TASK OBJECTIVE = Copy each of the items below word for word, leaving every character unchanged.

:::

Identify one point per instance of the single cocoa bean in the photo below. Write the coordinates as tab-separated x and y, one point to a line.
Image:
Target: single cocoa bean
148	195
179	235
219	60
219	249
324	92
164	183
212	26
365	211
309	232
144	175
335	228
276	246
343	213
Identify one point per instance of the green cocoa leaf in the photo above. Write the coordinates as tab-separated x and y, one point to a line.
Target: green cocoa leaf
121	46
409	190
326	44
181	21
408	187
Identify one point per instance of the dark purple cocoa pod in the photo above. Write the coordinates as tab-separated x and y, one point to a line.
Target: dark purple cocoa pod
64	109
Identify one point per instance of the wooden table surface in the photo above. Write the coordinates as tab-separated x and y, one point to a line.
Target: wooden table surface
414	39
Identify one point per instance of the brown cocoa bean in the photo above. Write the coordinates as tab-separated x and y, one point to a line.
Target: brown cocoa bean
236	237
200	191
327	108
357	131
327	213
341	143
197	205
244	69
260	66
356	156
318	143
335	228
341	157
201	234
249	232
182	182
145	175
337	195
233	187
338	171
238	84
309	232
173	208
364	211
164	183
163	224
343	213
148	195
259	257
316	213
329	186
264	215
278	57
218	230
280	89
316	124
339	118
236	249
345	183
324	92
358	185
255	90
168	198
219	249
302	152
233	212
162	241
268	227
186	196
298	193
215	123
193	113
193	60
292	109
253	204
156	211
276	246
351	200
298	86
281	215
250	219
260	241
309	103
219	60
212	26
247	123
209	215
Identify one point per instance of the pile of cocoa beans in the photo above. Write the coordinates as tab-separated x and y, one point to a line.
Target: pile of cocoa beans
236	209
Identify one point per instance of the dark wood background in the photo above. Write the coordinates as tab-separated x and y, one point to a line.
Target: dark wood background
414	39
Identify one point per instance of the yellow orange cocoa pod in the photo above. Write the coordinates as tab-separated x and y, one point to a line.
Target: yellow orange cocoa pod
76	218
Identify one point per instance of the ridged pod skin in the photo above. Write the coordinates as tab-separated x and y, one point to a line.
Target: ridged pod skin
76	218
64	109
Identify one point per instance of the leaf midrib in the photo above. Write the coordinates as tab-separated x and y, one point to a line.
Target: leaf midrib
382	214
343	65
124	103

:::

ANSWER =
Identify one point per instance of the single cocoa bean in the photo below. Write the coordinates as tab-separated x and y, one point to a line.
Image:
Target: single cocoa bean
148	195
179	235
219	60
219	249
324	92
164	183
212	26
365	211
309	232
144	175
335	228
276	246
343	213
Identify one point per instance of the green cocoa leaf in the photo above. Write the coordinates as tab-separated x and y, one point to a line.
Target: green cocoa leaf
121	46
409	190
326	44
181	21
408	187
Identify one point per instance of the dark purple cocoa pod in the photo above. Write the coordinates as tab-separated x and y, one point to a line.
Target: dark purple cocoa pod
64	109
Identify one point per instance of the wooden table surface in the photo above. Write the coordinates as tab-separated x and y, one point to a line.
Target: wooden table surface
414	39
Identify one point per instance of the brown cocoa bean in the photo above. Write the coordinates as tab-separated x and y, one point to a line.
Target: brown cocoa bean
236	237
200	191
327	108
357	131
327	213
341	143
197	205
244	69
260	66
356	156
318	143
335	228
341	157
201	234
249	232
182	182
145	175
337	195
233	187
338	171
238	84
309	232
173	208
364	211
164	183
163	224
343	213
148	195
259	257
316	213
329	186
264	215
278	57
218	230
280	89
316	124
339	118
236	249
345	183
324	92
358	185
255	90
168	198
219	249
302	152
233	212
162	241
268	227
186	196
298	193
215	123
193	113
193	60
292	109
253	204
156	211
276	246
351	200
298	86
281	215
250	219
260	241
309	103
219	60
212	26
247	123
209	215
Identify one point per instance of the pile of cocoa beans in the photo above. Write the coordinates as tab-separated x and y, one point to a line.
Target: pile of cocoa beans
236	209
Identify one point per instance of the dark wood background in the photo above. Write the coordinates as tab-separated x and y, one point to a line.
Target: dark wood background
414	39
Identify one point per instance of the yellow orange cocoa pod in the photo above. Write the coordinates as tab-separated x and y, one point to a line.
Target: yellow orange cocoa pod
76	218
Identify one point per instance of the ridged pod skin in the photo above. Write the coordinates as tab-separated x and y, one point to a line.
Target: ridged pod skin
76	218
64	109
Identify one point per instance of the leaf midrib in the photo above. Write the coordinates as tab-separated x and y, one point to a line.
Target: leaf midrib
382	214
343	65
124	103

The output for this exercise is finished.